● TASK STATEMENT
Repeat the records below exactly as they appear.
--- LISTED ENTRIES ---
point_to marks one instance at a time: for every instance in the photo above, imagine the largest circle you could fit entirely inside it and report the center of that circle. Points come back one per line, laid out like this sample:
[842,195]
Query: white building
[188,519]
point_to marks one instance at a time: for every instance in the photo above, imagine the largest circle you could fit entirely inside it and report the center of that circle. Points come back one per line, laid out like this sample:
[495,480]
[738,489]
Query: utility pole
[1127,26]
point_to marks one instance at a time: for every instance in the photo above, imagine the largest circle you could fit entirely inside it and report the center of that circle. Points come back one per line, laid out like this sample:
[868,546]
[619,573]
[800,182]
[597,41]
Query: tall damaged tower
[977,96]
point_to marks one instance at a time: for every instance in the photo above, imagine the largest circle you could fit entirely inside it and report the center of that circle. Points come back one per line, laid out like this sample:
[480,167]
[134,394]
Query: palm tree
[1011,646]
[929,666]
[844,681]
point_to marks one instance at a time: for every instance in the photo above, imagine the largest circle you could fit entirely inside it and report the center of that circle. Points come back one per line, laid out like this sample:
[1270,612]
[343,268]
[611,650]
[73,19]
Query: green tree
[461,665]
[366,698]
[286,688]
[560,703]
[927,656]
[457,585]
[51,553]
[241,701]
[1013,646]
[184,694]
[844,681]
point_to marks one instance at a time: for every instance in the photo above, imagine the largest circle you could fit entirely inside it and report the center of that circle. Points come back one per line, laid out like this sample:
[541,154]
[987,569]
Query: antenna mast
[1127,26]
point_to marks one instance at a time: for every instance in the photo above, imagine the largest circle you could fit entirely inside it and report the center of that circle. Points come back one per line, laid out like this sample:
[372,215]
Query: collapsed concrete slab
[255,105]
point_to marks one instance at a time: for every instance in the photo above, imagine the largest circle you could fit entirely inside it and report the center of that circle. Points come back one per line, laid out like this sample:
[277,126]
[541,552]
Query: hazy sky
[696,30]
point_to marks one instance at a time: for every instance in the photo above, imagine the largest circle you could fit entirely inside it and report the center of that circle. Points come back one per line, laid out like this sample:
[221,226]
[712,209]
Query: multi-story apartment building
---
● TASK OUTPUT
point_to marks one instance at a time: for every instance in the photo above, imagine the largest circle you could fit entirely inside it and report the center of that circle. Points come back one per line, laid out like this sample:
[842,195]
Query: white building
[188,519]
point_to marks one instance at a time: for every instance in the photo above, imagine the largest circle you could fit entirely inside it and report the center of that circle. Points come back one per line, laid out like this sample:
[495,480]
[738,489]
Query: utility pole
[1127,26]
point_to marks one instance at a time: for every instance in the photo above, imagine the largest circle you could fit entirely inside it and report the center of that circle. Points come back one per line, laid out like this sample:
[868,546]
[619,573]
[800,182]
[597,41]
Query: tall damaged tower
[977,96]
point_to marks one instance at a time: for every instance in the photo above, imagine the largest circle you could fit entirely inside it and report the center of that circle. Points come back one per line, laid out like this sample:
[480,167]
[134,394]
Query: palm tree
[1011,646]
[929,666]
[844,681]
point_to marks one instance at a time: for every instance in the photo above, imagine the largest circle you could fit entirely inside it and report the center of that circle. Points come back one per line, laid out like this sample:
[1270,612]
[343,268]
[611,650]
[73,19]
Query: green tree
[461,665]
[366,698]
[286,688]
[560,703]
[927,656]
[457,585]
[51,553]
[241,701]
[1013,646]
[184,694]
[844,681]
point_to marks one instance at a time: for every instance in the photo above, imagine the largest circle you could fit entirely inside it and report the center of that circle. Points come back one per line, laid out like this sample:
[541,154]
[987,569]
Query: antenna mast
[1127,26]
point_to marks one instance at a time: for every instance in the photo above, imagine the largest circle you could fit entirely inside it and report the center of that circle. Points come back one per line, laid out like this sample:
[372,215]
Query: collapsed concrete slab
[255,105]
point_to marks one instance at a time: for every instance in the photo above, imagine the largest circle you could fit entirely inside it and report the center of that circle. Points come back one per line, laid out like this sample:
[277,126]
[541,552]
Query: hazy sky
[696,30]
point_to marks one instance at a time: for every instance in the photo above, imagine the largest circle you could fit entirely inside it and report the center of that circle. Points come back one per line, laid out like this sample:
[221,226]
[712,209]
Query: multi-story apartment building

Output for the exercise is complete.